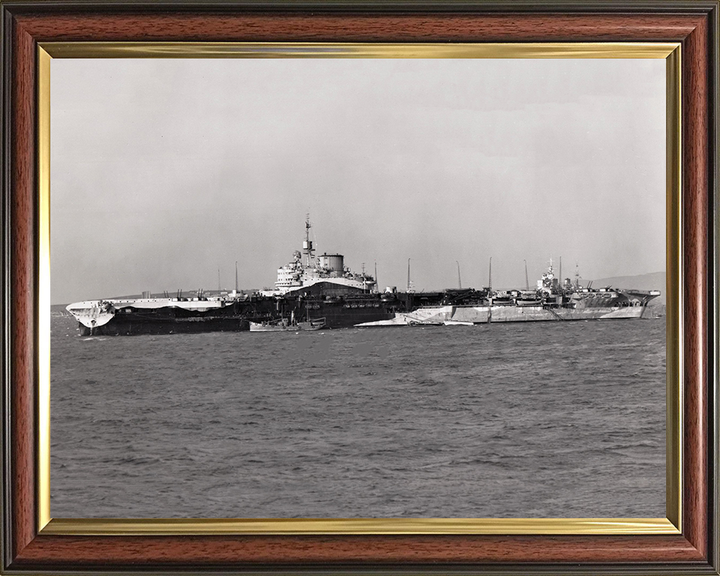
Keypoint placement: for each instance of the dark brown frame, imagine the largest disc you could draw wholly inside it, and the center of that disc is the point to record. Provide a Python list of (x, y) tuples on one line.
○ ○ ○ ○ ○
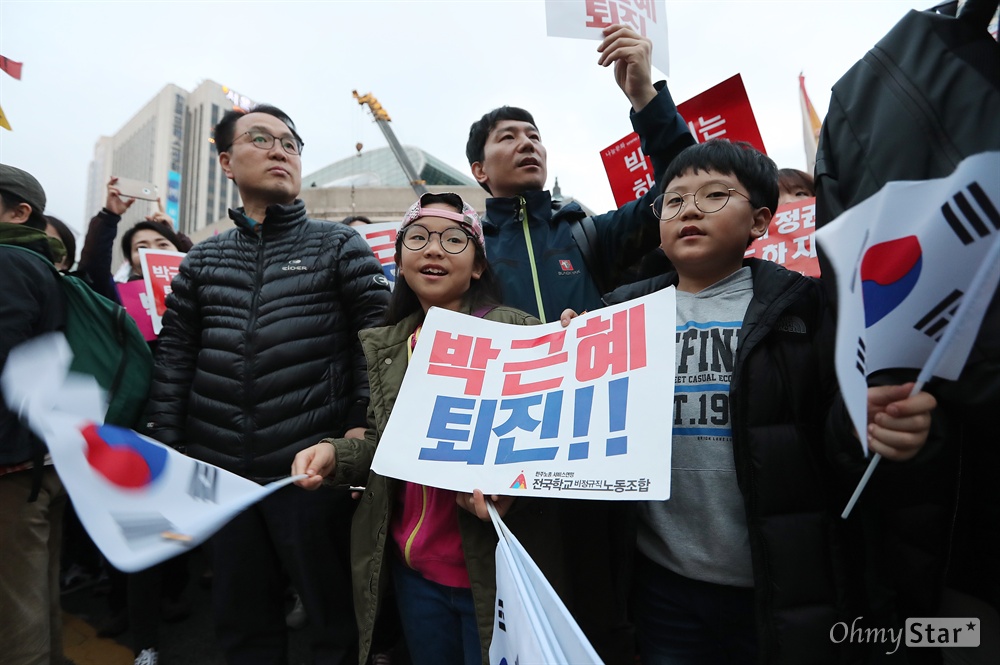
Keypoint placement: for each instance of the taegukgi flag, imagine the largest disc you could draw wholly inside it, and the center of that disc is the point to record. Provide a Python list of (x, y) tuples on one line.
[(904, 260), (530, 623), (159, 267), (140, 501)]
○ ○ ○ ○ ○
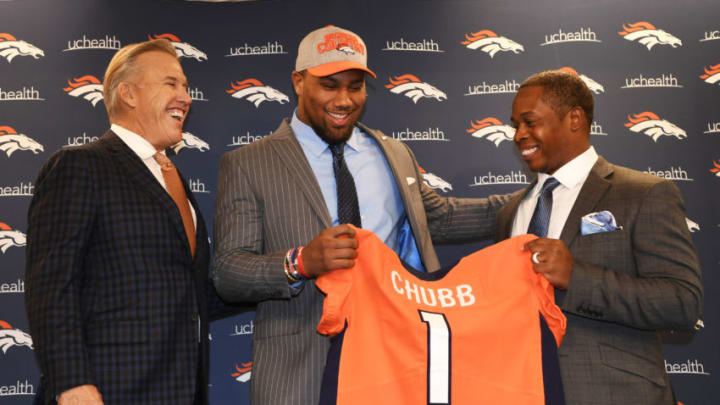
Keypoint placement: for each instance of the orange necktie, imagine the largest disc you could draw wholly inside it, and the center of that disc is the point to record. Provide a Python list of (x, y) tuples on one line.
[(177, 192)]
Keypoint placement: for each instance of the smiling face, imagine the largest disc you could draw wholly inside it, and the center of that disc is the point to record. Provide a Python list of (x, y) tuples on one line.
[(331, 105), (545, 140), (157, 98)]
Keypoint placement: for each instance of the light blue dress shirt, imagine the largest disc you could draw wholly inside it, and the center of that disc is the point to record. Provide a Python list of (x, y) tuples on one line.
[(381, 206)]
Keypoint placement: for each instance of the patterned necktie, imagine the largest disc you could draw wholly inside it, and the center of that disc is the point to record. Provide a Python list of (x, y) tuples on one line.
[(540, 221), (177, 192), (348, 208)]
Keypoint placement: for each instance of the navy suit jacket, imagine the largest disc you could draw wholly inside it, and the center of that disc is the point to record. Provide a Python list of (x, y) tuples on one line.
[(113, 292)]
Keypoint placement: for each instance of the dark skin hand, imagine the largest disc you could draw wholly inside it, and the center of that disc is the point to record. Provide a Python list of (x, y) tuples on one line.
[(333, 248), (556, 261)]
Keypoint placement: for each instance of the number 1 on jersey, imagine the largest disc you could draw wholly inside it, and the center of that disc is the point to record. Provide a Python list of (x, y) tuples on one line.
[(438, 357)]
○ ○ ○ ○ ○
> **REQUIREMENTS**: Could you reproduce verbatim the lines of the entries, beginning at the line that contains "Keypoint placement: for each instance of the smiling" and stopping after the line that contains "[(331, 105), (545, 140), (157, 98)]"?

> **SOLUTION BELOW**:
Keypoint placement: for each instance of the smiling face, imagine the largest disc you could draw wholly inside it, and the center of that disc is the point to record. Provide a Python list of (x, y) tuples on one line.
[(331, 105), (545, 140), (157, 98)]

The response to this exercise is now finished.